→ **SOURCE PASSAGE**
Start of Block

AI will never be a lights-out, hands-off process. Even the most advanced AI systems underpinned by powerful LLMs will provide outputs that aren’t quite correct if they don’t have knowledgeable engineers fine-tuning them and users providing quality feedback. This is not unlike how humans behave as well. Beyond pure hallucinations, when humans aren’t in the loop, AI chatbots and search engines can still provide outputs that are technically aligned to the query but miss vital context.
For example, a user may search for cigarettes – but instead be shown nicotine patches. While the product they were shown was related to what they were looking for – it still wasn’t what they were hoping to see, and while not the AI’s intention, it showed a bias against smoking. Another example is searching “Chromebooks” on Google. The intent of the query is unclear. Is the user asking about where to buy Chromebooks? Or how Chromebooks are made? Or reviews of Chromebooks? Or an analysis of the pros and cons of Chromebooks vs traditional laptops? The list of potential intent is long and unclear.

End of Block

→ **TASK STATEMENT**
Decide whether each statement agrees with the text on human involvement in AI: (a) Advanced AI systems can give outputs that are not quite correct without knowledgeable engineers fine-tuning them. (b) Showing nicotine patches to someone searching for cigarettes was the AI's intention. (c) The intent of a search for "Chromebooks" on Google is clear. For each, answer yes or no and quote the deciding words.

→ **DATA FOR ANALYSIS**
Start of Block

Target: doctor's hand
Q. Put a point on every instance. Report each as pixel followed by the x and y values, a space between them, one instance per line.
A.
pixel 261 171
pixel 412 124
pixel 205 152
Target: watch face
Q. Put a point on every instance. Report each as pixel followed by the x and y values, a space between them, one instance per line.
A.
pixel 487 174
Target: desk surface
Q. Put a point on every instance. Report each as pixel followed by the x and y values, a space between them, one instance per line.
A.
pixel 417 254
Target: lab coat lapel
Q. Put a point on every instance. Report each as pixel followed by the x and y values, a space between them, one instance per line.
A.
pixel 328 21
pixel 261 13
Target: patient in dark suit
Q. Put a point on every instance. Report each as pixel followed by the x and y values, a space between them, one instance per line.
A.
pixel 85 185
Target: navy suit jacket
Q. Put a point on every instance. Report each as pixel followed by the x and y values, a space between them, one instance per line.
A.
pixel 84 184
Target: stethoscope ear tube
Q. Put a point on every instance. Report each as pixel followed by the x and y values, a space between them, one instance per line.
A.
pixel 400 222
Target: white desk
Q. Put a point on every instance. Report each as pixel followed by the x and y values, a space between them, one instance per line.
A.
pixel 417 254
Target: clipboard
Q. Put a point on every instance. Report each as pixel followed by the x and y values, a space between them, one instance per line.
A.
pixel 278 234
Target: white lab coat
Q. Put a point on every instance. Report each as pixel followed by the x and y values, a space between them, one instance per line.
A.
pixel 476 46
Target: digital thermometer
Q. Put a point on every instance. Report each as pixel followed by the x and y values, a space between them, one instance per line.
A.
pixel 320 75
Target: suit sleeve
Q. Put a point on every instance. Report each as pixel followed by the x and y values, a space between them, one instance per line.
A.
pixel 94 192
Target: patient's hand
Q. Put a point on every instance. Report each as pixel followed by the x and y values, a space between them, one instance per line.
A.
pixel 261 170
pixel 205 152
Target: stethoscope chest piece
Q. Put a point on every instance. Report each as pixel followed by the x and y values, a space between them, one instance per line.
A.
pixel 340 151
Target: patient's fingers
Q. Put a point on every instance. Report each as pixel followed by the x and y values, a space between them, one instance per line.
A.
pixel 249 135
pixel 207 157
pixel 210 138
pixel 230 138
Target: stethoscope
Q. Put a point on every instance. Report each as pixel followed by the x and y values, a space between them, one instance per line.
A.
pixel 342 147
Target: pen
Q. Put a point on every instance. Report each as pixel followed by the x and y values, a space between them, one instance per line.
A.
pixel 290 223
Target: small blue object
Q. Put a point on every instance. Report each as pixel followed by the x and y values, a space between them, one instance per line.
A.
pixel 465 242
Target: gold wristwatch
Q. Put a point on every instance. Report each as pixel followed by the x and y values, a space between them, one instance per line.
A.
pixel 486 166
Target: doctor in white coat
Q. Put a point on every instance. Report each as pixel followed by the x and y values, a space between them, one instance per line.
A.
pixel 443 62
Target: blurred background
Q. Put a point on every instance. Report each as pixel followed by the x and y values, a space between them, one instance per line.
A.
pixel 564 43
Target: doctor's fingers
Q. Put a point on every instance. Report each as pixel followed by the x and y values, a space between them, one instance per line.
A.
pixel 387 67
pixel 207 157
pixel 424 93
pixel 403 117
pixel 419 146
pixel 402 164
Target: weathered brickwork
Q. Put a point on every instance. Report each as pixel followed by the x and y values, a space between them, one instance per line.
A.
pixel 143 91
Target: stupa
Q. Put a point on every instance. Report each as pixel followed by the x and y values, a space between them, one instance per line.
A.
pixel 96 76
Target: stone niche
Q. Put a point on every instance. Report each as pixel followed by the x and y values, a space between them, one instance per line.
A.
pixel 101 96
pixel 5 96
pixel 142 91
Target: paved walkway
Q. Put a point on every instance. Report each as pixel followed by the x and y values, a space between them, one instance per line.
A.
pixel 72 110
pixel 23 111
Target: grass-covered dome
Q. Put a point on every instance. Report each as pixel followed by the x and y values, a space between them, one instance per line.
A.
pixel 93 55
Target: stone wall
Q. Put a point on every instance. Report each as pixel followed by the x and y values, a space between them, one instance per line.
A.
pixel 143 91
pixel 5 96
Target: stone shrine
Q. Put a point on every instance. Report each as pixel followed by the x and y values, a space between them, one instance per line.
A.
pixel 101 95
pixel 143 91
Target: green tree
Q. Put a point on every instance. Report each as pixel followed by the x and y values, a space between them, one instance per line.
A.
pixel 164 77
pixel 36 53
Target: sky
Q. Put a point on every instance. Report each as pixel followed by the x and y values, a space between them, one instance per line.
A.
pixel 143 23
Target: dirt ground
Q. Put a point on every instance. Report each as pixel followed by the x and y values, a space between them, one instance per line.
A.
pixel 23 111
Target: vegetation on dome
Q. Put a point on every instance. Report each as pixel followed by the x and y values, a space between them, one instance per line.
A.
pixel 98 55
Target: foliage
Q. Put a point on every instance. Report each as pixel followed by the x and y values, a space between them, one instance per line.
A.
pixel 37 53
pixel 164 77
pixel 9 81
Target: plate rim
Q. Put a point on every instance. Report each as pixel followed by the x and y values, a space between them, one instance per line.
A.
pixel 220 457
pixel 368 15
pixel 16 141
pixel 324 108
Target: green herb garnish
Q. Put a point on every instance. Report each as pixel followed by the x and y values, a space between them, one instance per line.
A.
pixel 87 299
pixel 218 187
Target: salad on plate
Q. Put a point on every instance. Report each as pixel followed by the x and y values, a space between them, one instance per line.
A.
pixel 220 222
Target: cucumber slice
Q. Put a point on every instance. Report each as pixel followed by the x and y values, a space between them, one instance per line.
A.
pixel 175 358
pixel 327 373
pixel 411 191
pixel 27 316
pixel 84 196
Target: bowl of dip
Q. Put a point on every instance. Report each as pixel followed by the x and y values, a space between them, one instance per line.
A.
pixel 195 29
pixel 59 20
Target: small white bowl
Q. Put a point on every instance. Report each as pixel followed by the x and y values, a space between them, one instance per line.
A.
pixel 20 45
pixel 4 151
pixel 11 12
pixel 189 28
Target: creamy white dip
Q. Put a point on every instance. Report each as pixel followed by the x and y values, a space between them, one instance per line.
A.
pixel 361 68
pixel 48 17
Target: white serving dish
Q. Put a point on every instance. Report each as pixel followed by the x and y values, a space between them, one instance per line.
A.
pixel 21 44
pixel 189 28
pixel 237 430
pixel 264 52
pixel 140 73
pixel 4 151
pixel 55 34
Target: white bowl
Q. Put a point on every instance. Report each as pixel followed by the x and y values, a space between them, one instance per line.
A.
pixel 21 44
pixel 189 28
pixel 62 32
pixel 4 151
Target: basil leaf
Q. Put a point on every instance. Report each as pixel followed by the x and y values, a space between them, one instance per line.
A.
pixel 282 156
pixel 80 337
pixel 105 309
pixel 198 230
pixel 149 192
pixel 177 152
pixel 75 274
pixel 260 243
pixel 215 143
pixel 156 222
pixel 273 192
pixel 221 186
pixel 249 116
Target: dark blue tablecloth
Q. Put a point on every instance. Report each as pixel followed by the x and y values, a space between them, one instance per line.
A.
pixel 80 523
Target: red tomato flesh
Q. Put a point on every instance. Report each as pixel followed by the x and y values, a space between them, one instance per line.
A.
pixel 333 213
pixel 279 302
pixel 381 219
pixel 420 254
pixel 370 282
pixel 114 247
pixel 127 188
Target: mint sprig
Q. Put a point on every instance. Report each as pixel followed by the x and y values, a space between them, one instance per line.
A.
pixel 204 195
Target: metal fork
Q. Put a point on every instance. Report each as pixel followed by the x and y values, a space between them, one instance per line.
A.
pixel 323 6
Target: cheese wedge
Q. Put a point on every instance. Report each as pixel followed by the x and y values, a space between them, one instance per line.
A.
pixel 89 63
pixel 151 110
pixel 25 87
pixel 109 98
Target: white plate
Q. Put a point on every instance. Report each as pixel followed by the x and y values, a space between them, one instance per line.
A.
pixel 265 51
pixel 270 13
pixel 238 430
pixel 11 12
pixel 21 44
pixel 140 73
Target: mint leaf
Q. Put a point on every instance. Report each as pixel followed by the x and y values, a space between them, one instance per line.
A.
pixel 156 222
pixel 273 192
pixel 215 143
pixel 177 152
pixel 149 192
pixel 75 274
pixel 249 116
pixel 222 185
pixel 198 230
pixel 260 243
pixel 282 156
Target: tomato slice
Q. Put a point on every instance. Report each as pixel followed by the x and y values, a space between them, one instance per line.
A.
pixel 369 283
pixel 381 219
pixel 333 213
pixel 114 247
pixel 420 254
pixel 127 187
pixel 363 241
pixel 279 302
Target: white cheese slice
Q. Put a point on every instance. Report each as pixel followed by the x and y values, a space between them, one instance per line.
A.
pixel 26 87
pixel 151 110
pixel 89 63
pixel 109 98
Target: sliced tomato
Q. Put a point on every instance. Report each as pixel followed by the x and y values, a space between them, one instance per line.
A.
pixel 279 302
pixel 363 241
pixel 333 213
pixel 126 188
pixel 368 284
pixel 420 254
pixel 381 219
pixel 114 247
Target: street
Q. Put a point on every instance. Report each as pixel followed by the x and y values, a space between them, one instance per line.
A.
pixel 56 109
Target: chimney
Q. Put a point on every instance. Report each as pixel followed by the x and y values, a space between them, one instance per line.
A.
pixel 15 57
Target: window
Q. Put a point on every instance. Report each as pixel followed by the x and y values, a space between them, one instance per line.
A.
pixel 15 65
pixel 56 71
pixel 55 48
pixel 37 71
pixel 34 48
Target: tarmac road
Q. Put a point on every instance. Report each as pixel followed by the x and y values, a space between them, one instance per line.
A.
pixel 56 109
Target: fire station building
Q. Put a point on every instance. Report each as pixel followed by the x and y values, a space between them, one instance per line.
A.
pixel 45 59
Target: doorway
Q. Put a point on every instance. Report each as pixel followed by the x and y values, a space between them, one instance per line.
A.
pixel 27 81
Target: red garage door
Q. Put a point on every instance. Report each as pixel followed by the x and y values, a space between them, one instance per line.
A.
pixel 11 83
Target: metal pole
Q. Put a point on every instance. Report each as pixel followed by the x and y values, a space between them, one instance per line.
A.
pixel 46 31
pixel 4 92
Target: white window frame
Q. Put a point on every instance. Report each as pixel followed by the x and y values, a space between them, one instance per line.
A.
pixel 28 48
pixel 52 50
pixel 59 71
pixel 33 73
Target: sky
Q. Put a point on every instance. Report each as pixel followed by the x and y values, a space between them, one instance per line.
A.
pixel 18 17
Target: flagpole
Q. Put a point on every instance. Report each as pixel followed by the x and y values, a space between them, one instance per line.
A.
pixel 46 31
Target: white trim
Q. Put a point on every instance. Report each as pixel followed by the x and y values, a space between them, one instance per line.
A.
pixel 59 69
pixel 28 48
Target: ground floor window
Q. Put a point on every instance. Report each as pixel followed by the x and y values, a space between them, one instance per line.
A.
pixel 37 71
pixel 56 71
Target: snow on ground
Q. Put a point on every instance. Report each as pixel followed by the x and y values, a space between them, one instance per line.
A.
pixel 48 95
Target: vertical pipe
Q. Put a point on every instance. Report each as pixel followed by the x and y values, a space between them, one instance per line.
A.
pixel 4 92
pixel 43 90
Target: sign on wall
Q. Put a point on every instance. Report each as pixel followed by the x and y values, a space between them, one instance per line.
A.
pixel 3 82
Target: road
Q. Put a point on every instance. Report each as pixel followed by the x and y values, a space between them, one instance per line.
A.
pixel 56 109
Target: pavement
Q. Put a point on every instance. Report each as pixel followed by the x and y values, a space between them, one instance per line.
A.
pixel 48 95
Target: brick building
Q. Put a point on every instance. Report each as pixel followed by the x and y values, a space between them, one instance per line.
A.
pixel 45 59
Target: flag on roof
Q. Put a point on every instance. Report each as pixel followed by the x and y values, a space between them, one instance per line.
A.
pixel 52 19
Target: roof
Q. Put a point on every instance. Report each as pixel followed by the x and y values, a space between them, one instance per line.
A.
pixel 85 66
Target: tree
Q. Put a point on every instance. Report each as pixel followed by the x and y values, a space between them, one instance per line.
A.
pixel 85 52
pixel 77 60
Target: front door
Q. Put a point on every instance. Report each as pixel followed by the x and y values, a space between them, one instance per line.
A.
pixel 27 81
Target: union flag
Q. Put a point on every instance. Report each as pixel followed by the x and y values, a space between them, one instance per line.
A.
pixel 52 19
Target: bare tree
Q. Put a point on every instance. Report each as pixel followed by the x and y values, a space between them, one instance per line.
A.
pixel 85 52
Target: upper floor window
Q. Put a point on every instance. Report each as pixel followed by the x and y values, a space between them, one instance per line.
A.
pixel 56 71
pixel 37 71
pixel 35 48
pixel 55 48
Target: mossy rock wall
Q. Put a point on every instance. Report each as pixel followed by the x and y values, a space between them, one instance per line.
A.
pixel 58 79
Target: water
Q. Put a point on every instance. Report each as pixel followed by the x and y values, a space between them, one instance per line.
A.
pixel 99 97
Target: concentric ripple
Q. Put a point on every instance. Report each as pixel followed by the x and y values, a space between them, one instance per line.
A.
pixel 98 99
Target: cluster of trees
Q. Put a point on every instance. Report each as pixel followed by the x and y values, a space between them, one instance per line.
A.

End of Block

→ **REPLY**
(a) Yes: "will provide outputs that aren’t quite correct if they don’t have knowledgeable engineers fine-tuning them"
(b) No: "while not the AI’s intention, it showed a bias against smoking"
(c) No: "The intent of the query is unclear."